やること
101歳の画家・入江一子さんについてのブログ記事を、最後の文のあとから書き継いでください。

本文
のんスケの‥行き当たりバッタリ!

ぐうたら人生を送ってきた私が、この歳になって感じる、喜び、幸せ、感動、時に怒りなどを、自由に書いていきたいと思います。

「スゴイ!」のひとこと‥101歳の画家・<入江一子>さん

2017-06-28 18:39:33 | 日記

 2週間前の「日曜美術館」を見るまで、私は、画家・<入江一子(イリエカズコ)>さんのことを、全く知らなかった。

                     

 

 入江さんは1916年生まれで、現在101歳。

 2017年1月には、「上野の森美術館」で<100歳記念展>が行われ、沢山の人が彼女の画業を讃えて集まられたという。

 

 101歳になった彼女は、今のご自分の状態を、次のように言われる。

 「絵はだんだん描けるようになって、絵がだんだんわかってくるんです。 だからもう命がけで描いています。」

                       

 

 私はこの言葉を聞き、101歳になられてなおいや増す絵に対する限りない情熱に、ただただ「スゴイ!」と、頭を垂れるのみ

 だった。

 

 

 入江さんは、当時日本の統治下にあった朝鮮半島で生まれ、幼い頃より絵を描くのが何よりも好きな少女だった。

 6歳の時からは、一日も欠かさず絵を描き続けてこられたという。 (果物や魚などの食品も、必ず絵に描いてから食べるという

 徹底ぶりだったという。)

 そして1934年(18歳の時)、画家を志して日本に渡り、「東京女子美術専門学校」に入学される。

 その頃の彼女の絵・2点。

                       

                   「自画像」 (22歳)                     卒業制作「沼地風景」

 

 右上の卒業制作・「沼地風景」は、<独立展初入選>を果たした。

 そして次の「魚」(1953年)は、<独立賞>を受賞された。

                      

 

 

 

 その後彼女は、教師をしながら絵を描き続けられ、50歳を過ぎてから、シルクロードの旅に出られる。

 その旅で彼女は、今までに見たことのない風俗と色彩に出会い、それに限りなく魅せられる。

 シルクロードの旅は続けられ、そこから沢山の色彩豊かな絵が生まれた。

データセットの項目
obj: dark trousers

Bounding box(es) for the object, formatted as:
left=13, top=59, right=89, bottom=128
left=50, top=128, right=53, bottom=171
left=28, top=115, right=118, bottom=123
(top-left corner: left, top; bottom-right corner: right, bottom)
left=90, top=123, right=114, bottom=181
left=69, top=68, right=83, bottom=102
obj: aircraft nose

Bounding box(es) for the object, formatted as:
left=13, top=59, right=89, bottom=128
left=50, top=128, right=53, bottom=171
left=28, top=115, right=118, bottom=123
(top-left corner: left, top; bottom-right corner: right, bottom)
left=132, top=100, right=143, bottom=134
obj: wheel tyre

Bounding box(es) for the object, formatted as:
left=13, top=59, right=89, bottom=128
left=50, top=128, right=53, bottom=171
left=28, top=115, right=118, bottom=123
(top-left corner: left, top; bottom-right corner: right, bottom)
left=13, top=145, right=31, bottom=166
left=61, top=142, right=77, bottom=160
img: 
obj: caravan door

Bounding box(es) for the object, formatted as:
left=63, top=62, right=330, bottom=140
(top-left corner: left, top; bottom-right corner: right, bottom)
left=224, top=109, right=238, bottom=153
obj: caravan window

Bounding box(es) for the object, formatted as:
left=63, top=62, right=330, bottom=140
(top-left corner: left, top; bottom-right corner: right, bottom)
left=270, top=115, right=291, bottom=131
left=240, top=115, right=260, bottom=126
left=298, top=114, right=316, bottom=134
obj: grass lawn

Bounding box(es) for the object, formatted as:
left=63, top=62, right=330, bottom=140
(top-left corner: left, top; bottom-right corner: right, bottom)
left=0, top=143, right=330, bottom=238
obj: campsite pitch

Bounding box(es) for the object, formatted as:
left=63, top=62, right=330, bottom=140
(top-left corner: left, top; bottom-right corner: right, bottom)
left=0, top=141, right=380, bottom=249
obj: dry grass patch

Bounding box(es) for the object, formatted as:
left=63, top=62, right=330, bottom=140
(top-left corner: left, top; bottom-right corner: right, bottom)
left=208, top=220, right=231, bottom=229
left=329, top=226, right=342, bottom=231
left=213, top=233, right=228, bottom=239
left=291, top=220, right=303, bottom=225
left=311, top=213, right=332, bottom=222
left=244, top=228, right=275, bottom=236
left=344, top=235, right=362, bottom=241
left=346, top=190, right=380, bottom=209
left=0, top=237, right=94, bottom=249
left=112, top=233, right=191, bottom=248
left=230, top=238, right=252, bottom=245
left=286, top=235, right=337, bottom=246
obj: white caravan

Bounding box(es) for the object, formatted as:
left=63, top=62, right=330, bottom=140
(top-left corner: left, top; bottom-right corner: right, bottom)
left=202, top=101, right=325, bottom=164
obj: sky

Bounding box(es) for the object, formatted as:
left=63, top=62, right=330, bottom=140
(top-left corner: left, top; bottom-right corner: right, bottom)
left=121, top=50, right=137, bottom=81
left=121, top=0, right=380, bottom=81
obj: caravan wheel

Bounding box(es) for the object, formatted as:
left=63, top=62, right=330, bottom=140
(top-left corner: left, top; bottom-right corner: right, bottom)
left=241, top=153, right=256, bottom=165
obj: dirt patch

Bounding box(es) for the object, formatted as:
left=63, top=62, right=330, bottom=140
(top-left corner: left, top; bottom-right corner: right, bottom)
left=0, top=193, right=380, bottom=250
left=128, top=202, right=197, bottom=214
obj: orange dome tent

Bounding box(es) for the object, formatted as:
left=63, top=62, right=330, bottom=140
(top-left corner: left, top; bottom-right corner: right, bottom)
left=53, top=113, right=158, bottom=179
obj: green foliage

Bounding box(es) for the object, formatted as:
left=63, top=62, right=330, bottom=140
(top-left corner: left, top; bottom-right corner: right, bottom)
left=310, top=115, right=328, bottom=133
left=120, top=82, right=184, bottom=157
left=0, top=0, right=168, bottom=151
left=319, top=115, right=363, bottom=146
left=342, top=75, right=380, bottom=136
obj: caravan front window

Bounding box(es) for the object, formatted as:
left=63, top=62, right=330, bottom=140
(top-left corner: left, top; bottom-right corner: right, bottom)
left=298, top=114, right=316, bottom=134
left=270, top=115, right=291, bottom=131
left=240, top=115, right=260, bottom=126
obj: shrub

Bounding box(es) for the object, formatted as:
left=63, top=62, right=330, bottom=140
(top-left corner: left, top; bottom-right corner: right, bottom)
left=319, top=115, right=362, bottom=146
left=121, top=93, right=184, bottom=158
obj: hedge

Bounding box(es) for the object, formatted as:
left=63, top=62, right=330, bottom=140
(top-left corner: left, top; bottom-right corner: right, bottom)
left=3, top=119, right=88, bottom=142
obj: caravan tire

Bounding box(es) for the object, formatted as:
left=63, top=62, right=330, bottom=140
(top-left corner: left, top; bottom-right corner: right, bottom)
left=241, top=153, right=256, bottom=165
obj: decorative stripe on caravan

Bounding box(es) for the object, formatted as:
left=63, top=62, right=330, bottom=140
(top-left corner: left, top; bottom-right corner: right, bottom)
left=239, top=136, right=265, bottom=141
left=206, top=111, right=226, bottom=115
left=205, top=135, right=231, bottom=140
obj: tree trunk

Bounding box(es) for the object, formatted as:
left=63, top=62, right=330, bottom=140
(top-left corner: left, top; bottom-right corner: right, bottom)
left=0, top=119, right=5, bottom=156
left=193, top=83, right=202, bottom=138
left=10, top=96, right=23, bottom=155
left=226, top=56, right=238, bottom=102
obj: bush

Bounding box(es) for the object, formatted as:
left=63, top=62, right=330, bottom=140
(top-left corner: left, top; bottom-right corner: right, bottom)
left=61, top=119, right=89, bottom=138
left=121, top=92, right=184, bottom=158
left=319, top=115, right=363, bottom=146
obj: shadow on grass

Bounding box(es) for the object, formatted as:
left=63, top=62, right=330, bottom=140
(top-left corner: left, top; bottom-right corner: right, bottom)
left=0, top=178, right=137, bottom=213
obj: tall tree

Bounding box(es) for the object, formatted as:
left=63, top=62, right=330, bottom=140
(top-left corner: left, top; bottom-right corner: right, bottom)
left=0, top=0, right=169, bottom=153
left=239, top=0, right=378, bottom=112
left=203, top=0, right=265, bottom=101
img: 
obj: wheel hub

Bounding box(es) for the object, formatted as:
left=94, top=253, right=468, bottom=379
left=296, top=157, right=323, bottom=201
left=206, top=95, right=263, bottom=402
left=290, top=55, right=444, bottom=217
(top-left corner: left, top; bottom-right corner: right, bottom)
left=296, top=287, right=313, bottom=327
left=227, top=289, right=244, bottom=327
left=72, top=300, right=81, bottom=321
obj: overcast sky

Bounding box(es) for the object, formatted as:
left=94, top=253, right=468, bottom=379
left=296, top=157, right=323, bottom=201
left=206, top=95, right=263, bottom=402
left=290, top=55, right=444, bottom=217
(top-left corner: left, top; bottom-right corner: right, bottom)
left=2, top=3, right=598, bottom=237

回答はこちら
                    

 

 

                    

 

 

                      

 

                     

 

                      

 

 

 

 更に1992年、76歳になられた入江さんは、4300メートルの高地に咲く<青いケシ>をどうしても見たいと、中国・四川省に

 赴かれる。

 しかしこの旅は、登山の経験のない彼女にとっては、とても過酷なものだった。

 天候の悪化もあって、見ることをほぼ諦められたとき、奇跡的に目の前に現われた‥青いケシの花!

                        

 

 

 彼女はその感動を、<四姑娘山(スークーニャンシャン)の青いケシ>と題して描かれた。(1992年)

 (この絵は、東京立川市の「立川中央病院」のロビーに掲げられ、病院に来る方々の心を慰めているそうだ。)

                     

 

 

 

 そして入江氏は、<100歳記念展>が終わって2ヶ月余りの4月から、再び新しいキャンバスに向かわれた。

 描かれるのは、あの<青いケシ>の絵。

                       

 

                       

 

                     

 

                     

 

 

 そして、<回想 四姑娘山の青いケシ(2017)>が完成した。

 この絵には、馬に乗って山に登った自らの姿が、小さく描き込まれている。

                  

 

 

 

 上の絵が完成して間もなくの5月、入江氏のアトリエには、再び、真っ白いキャンバスが持ち込まれた。

 彼女は、今もそのキャンバスに向かって、新しい絵を描かれている。

 本当に、「スゴイ!」のひとことです。